Send Shabazz To ‘Secure Facility,’ Psychiatrist Says Admitted Arsonist Labeled ‘Good Candidate For Treatment’
A court-appointed psychiatrist made a preliminary recommendation Tuesday that Malcolm Shabazz, the 12-year-old boy who pleaded guilty last week to setting the fire that killed his grandmother, be sentenced to a “secure facility” for a term of two to three years.
“He is still struggling with impulsiveness that could cause violence to himself and others,” said Dr. Don R. Heacock, who has conducted three formal examinations and had many more extemporaneous conversations with Malcolm.
The youngster has been detained since setting the fire on June 1 that resulted in the death, three weeks later, of Dr. Betty Shabazz, the widow of Malcolm X.
Heacock, a professor of psychiatry at New York Medical College, was testifying on the first day of Malcolm’s sentencing hearing.
In addition to his own examination, Heacock had interviewed the boy’s mother, Quibilah Shabazz, and reviewed police reports and reports from Malcolm’s previous psychiatric confinements.

------------

Activity A | In the article about Malcolm Shabazz's sentencing hearing, where is Dr. Don R. Heacock a professor of psychiatry?
Activity B | From the article about Malcolm Shabazz's sentencing hearing, extract the exact passage starting at "Send Shabazz To" and ending at "of Malcolm X.".
Activity C | Translate this sentence from the article about Malcolm Shabazz's sentencing hearing into Spanish: "The youngster has been detained since setting the fire on June 1 that resulted in the death, three weeks later, of Dr. Betty Shabazz, the widow of Malcolm X."

------------

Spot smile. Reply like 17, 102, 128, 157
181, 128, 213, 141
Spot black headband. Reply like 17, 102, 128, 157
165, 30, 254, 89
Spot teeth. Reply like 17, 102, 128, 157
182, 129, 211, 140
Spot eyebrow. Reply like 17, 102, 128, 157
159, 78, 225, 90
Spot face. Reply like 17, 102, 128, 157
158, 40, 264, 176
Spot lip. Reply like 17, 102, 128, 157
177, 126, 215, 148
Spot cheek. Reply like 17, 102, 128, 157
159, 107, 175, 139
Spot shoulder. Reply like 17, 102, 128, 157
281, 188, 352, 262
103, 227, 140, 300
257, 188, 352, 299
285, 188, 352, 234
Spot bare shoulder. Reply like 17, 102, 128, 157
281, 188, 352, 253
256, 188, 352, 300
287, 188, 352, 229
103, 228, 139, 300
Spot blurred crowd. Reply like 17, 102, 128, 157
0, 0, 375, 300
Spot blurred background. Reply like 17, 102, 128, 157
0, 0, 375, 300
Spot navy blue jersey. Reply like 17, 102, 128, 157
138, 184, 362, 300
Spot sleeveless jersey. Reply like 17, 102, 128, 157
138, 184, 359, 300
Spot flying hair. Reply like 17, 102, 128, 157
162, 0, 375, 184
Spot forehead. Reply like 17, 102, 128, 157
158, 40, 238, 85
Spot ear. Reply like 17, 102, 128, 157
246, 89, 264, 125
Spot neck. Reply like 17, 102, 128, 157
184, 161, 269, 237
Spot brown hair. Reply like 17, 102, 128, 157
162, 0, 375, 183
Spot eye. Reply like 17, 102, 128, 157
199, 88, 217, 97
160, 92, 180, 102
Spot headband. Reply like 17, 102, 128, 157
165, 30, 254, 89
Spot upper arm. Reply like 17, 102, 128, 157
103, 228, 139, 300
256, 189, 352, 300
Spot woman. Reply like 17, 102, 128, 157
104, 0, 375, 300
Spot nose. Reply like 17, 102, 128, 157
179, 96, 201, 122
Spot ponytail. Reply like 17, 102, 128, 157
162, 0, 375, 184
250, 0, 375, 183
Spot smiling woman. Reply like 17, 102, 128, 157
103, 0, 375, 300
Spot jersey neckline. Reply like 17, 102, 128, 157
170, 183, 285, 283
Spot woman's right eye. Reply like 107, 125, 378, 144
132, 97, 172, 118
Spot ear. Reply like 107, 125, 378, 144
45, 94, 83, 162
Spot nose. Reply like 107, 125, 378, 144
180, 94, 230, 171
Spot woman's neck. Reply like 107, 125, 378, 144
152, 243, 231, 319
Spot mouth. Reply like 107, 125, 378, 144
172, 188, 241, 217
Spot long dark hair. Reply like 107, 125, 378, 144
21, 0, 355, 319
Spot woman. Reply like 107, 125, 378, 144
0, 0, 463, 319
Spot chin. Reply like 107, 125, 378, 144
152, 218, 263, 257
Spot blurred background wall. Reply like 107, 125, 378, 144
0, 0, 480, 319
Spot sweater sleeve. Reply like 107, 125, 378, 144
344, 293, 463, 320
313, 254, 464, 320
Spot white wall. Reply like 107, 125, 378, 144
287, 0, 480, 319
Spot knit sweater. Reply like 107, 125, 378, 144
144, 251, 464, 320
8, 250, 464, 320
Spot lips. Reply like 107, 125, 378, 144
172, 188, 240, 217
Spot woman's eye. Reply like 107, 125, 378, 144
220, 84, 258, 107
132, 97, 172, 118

------------

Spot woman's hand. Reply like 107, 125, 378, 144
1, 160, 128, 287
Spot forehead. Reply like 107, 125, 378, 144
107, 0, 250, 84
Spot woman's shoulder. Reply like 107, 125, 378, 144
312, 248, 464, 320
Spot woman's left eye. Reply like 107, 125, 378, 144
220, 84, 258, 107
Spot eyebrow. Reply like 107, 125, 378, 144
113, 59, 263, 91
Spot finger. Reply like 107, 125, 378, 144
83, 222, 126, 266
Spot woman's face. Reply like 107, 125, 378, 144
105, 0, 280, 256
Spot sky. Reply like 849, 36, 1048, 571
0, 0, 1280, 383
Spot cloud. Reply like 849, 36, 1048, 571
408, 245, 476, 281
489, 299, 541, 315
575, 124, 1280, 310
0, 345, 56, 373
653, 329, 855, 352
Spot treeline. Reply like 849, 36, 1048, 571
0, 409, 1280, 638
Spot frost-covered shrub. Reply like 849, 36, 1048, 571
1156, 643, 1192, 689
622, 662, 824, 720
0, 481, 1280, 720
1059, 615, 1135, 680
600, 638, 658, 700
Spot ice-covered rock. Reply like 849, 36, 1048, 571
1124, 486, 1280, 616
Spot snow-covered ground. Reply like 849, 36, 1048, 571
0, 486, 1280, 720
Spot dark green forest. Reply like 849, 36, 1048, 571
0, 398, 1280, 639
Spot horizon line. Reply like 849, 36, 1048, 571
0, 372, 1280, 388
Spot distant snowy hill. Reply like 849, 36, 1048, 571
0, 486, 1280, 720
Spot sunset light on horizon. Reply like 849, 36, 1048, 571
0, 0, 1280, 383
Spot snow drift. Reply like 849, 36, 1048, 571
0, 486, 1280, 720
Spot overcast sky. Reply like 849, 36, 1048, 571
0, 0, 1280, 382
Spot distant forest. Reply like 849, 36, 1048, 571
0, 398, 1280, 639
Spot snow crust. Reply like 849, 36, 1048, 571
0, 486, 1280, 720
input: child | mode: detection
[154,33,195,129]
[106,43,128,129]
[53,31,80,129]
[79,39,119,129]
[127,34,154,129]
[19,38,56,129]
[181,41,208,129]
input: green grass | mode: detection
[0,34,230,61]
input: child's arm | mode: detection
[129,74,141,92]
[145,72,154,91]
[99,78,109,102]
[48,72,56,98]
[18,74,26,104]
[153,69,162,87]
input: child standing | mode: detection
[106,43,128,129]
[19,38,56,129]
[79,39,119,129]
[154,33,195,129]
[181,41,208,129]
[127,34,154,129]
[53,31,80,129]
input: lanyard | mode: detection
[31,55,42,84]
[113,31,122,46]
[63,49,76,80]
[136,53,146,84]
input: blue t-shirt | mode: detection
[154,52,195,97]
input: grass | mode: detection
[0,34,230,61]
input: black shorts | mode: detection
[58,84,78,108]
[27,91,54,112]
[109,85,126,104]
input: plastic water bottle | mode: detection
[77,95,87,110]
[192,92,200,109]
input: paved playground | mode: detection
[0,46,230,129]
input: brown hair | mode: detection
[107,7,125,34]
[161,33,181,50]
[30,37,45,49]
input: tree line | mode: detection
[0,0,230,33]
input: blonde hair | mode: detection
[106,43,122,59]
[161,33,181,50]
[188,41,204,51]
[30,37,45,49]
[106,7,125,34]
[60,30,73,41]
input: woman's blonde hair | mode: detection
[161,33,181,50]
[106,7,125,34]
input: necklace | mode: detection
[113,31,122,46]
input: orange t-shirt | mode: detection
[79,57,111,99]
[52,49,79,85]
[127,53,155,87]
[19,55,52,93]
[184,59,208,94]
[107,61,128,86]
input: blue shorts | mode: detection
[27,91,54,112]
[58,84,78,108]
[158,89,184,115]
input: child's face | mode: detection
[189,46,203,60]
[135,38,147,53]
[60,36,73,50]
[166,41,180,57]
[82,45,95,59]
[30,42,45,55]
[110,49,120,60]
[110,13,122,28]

------------

Answer area A | New York Medical College

Answer area B |
Send Shabazz To ‘Secure Facility,’ Psychiatrist Says Admitted Arsonist Labeled ‘Good Candidate For Treatment’
A court-appointed psychiatrist made a preliminary recommendation Tuesday that Malcolm Shabazz, the 12-year-old boy who pleaded guilty last week to setting the fire that killed his grandmother, be sentenced to a “secure facility” for a term of two to three years.
“He is still struggling with impulsiveness that could cause violence to himself and others,” said Dr. Don R. Heacock, who has conducted three formal examinations and had many more extemporaneous conversations with Malcolm.
The youngster has been detained since setting the fire on June 1 that resulted in the death, three weeks later, of Dr. Betty Shabazz, the widow of Malcolm X.

Answer area C | El joven ha estado detenido desde que provocó el incendio del 1 de junio que causó la muerte, tres semanas después, de la Dra. Betty Shabazz, la viuda de Malcolm X.